Locate every line in the lines below that contains the word "wall", and copy each such line.

----

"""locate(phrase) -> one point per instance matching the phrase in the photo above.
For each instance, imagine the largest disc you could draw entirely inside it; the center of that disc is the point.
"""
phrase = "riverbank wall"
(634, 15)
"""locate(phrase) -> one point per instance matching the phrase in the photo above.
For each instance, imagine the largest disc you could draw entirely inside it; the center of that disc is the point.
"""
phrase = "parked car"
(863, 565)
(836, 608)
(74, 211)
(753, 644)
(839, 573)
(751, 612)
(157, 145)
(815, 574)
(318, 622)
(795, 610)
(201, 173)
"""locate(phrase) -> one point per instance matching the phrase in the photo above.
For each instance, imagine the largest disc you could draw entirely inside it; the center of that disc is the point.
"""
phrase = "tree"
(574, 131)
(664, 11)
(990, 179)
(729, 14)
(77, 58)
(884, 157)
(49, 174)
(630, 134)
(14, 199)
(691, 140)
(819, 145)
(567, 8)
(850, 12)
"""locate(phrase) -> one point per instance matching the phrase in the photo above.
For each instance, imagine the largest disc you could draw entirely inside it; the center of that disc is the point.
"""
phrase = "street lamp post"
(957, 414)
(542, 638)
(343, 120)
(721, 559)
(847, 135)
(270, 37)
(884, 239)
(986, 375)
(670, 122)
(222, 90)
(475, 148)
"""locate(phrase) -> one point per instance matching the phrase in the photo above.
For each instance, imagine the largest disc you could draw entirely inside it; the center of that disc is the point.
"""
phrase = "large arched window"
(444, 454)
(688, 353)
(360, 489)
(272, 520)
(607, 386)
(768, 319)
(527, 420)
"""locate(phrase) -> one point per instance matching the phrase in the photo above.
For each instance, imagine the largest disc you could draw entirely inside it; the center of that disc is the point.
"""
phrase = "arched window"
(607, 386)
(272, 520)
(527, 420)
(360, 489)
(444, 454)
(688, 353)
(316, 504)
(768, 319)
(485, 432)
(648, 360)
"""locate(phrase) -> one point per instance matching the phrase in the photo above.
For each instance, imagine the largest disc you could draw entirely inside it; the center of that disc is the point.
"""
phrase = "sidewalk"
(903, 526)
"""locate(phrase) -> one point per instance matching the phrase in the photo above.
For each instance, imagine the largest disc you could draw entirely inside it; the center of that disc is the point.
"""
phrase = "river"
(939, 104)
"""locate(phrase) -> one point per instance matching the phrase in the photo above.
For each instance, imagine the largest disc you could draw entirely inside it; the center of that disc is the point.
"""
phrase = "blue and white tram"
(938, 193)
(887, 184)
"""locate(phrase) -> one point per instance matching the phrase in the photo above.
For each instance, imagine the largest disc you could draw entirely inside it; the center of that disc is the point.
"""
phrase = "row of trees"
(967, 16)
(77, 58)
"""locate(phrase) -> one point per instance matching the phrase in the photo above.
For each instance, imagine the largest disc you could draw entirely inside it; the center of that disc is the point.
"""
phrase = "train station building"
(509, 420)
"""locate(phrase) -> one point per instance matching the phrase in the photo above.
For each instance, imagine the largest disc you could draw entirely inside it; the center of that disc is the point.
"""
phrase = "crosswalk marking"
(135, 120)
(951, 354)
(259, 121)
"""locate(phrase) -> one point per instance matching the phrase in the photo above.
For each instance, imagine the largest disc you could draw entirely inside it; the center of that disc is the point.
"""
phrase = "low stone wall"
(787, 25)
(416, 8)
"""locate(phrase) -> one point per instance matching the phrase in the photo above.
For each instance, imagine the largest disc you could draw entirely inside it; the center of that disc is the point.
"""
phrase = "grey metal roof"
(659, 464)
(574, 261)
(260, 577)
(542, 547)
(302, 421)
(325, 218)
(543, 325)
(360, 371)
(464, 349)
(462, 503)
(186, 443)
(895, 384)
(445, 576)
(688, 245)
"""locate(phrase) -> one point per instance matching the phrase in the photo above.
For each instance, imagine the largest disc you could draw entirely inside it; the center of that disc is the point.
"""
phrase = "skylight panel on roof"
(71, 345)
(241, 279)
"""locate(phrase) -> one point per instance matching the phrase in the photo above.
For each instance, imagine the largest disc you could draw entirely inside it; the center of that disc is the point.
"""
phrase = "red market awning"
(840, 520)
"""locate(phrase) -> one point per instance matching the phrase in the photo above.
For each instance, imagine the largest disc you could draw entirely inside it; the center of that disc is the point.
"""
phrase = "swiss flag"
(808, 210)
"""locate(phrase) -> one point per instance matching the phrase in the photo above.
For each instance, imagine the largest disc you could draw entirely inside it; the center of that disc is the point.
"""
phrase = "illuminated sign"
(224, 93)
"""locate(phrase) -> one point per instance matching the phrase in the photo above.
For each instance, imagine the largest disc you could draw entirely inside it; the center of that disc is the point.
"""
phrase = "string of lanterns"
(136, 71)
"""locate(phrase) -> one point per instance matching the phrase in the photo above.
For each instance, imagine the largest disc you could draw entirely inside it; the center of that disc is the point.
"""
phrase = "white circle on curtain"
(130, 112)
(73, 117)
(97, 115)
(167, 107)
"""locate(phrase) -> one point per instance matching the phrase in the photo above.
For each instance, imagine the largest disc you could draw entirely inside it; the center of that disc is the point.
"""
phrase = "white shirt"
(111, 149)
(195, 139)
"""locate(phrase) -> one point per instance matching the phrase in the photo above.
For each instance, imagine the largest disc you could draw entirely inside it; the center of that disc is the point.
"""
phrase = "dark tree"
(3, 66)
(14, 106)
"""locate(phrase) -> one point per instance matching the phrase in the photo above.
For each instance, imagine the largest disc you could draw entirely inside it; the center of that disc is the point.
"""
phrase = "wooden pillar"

----

### Reply to the exercise
phrase = "riverbank wall"
phrase = "low stone wall"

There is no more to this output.